▸ **Supplied text**:

------------------------------

In general, live attenuated vaccines stimulate potent neutralizing antibody and CTL responses. However, humoral responses may be abrogated in the presence of maternal antibody. Measles, mumps, bacille Calmette–Guerin (BCG) and varicella vaccines are all live-attenuated. Infants have equivalent cellular immune responses to measles and mumps vaccines independent of maternal antibody as measured by T-cell proliferation and IFN-γ production; and cellular responses are also equal to those of adults . Responses to BCG vaccination as indicated by tuberculin skin test are affected by pubertal stage and testicular volume. Responses during puberty are greater than post-pubertal responses and correlate with serum concentrations of DHEA sulphate and AED . Age affects the immune response to varicella vaccination to the extent that age-dependent dose adjustments are necessary, particularly around adolescence. When administered to children under 13 years of age, varicella vaccine induces protective antibodies in > 95% of recipients after a single dose whereas susceptible persons > 13 years of age require two doses separated by 4–8 weeks .
The concept of paediatric live-attenuated preventative HIV-1 vaccines has been tested in the animal model. Van Rompay et al. immunized groups of infant macaques at birth and 3 weeks of age with live-attenuated SIVmac1A11 and then challenged them orally at 4 weeks of age with SIVmac251. All animals became infected, but the immunized animals had lower viraemia and longer disease-free survival than unvaccinated controls . However, since another study found that macaques immunized with live attenuated, nef-deleted SIV eventually succumbed to AIDS  the strategy of a live-attenuated HIV vaccine has been suspended. Therefore no data exists in humans for this type of HIV vaccine.

------------------------------

▸ **Brief 1**: Copy the passage on live attenuated vaccines between "The concept of" and "of HIV vaccine.", inclusive.
▸ **Brief 2**: Continue the passage on live attenuated vaccines from the point where it stops.

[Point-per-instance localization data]
------------------------------

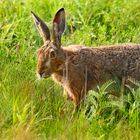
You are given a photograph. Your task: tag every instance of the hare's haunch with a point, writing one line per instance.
(79, 69)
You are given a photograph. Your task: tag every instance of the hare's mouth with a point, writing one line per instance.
(42, 75)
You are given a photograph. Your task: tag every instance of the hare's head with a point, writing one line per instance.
(50, 56)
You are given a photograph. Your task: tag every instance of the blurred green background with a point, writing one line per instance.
(32, 109)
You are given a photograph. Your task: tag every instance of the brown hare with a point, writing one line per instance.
(78, 68)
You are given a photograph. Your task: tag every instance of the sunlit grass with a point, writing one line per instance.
(32, 109)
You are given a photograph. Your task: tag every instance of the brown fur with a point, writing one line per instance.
(79, 69)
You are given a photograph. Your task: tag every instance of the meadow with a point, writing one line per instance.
(32, 109)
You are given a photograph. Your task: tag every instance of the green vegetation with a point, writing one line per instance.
(32, 109)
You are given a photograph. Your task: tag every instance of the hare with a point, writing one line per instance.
(79, 69)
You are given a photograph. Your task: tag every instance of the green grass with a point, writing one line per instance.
(32, 109)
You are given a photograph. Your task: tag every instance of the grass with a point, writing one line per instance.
(31, 109)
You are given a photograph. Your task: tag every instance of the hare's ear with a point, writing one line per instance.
(58, 27)
(42, 27)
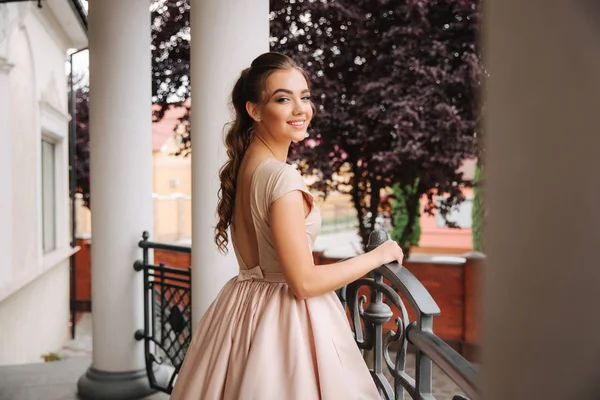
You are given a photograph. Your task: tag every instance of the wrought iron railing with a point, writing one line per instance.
(391, 285)
(369, 302)
(167, 315)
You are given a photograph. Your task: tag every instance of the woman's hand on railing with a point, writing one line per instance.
(389, 251)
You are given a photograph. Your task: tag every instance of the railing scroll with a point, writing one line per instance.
(369, 302)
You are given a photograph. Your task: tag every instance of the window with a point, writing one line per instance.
(48, 196)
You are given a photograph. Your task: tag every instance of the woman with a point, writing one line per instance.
(277, 330)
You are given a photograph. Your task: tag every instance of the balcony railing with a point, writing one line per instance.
(371, 302)
(167, 314)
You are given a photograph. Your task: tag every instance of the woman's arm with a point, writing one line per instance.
(286, 219)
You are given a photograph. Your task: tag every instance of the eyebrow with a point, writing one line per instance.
(288, 91)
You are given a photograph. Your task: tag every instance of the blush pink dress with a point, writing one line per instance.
(257, 341)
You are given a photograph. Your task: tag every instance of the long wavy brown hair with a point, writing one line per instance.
(250, 86)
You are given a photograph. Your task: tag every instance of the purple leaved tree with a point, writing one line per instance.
(396, 84)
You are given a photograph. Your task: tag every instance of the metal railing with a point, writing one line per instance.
(168, 329)
(167, 315)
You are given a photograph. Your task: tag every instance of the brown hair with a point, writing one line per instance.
(249, 87)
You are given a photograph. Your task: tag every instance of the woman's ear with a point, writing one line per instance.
(252, 109)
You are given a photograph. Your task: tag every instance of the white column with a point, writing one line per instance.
(226, 36)
(121, 192)
(541, 321)
(6, 175)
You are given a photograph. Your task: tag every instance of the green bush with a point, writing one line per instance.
(400, 217)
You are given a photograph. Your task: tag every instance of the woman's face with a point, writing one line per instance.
(287, 109)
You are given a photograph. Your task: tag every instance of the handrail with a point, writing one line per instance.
(374, 336)
(167, 328)
(145, 244)
(461, 371)
(403, 280)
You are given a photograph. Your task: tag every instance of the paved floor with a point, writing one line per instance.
(58, 380)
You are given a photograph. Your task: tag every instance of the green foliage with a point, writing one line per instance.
(478, 214)
(396, 86)
(401, 215)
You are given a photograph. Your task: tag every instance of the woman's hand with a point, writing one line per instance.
(388, 252)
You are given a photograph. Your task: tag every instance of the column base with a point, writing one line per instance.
(102, 385)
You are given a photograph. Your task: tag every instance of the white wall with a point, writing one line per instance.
(34, 295)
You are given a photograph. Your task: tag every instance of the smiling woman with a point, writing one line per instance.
(277, 330)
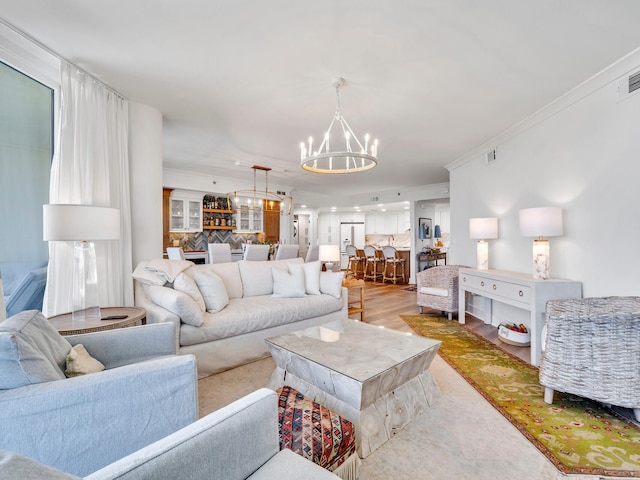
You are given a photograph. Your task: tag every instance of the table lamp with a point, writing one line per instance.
(437, 234)
(483, 229)
(328, 254)
(541, 222)
(82, 224)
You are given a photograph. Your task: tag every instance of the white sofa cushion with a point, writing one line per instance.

------------------------------

▸ **Answer box 1**:
The concept of paediatric live-attenuated preventative HIV-1 vaccines has been tested in the animal model. Van Rompay et al. immunized groups of infant macaques at birth and 3 weeks of age with live-attenuated SIVmac1A11 and then challenged them orally at 4 weeks of age with SIVmac251. All animals became infected, but the immunized animals had lower viraemia and longer disease-free survival than unvaccinated controls . However, since another study found that macaques immunized with live attenuated, nef-deleted SIV eventually succumbed to AIDS  the strategy of a live-attenuated HIV vaccine has been suspended. Therefore no data exists in humans for this type of HIV vaccine.

▸ **Answer box 2**:
Examples of killed vaccines in use or in trials for children to date include hepatitis A, whole cell pertussis, and tick-borne encephalitis. The dosage of both forms of inactivated hepatitis A vaccines licensed in the US are half of the adult dose in those 2–18 years of age . Infants with passively acquired maternal antibody to hepatitis A virus responded to highly purified, formalin-inactivated hepatitis A vaccine with lower antibody titres after vaccination; responses to booster doses at 6 years of age also remain persistently lower . Although humoral responses to hepatitis A vaccine are strong throughout adolescence, seroconversion rates after one dose of vaccine decrease with increasing age . Tick-borne encephalitis vaccine also demonstrates an age-dependant antibody response in children aged 6 months to 12 years  that is likewise affected by maternal antibody titres.
Inactivated vaccines against HIV raise concerns of poor immunogenicity as well as safety. So far, only trials using inactivated gp120 depleted virus in HIV-1-infected adults and children as therapeutic vaccination have been conducted . In the animal model, macaques immunized with formalin-inactivated SIV were protected against challenge with pathogenic SIV . However, it was later found that the protective effect was mediated by antigens from the human cells used to grow the viral strain . Rats immunized at birth with inactivated, gp120-depleted HIV-1 developed strong IFN-γ-producing cell-mediated immune responses . Immunization of pregnant rats followed by neonatal immunization resulted in a mixed cell-mediated and humoral response in the neonatal animal. However, this inactivated HIV did contain immunostimulatory CpG DNA as an adjuvant .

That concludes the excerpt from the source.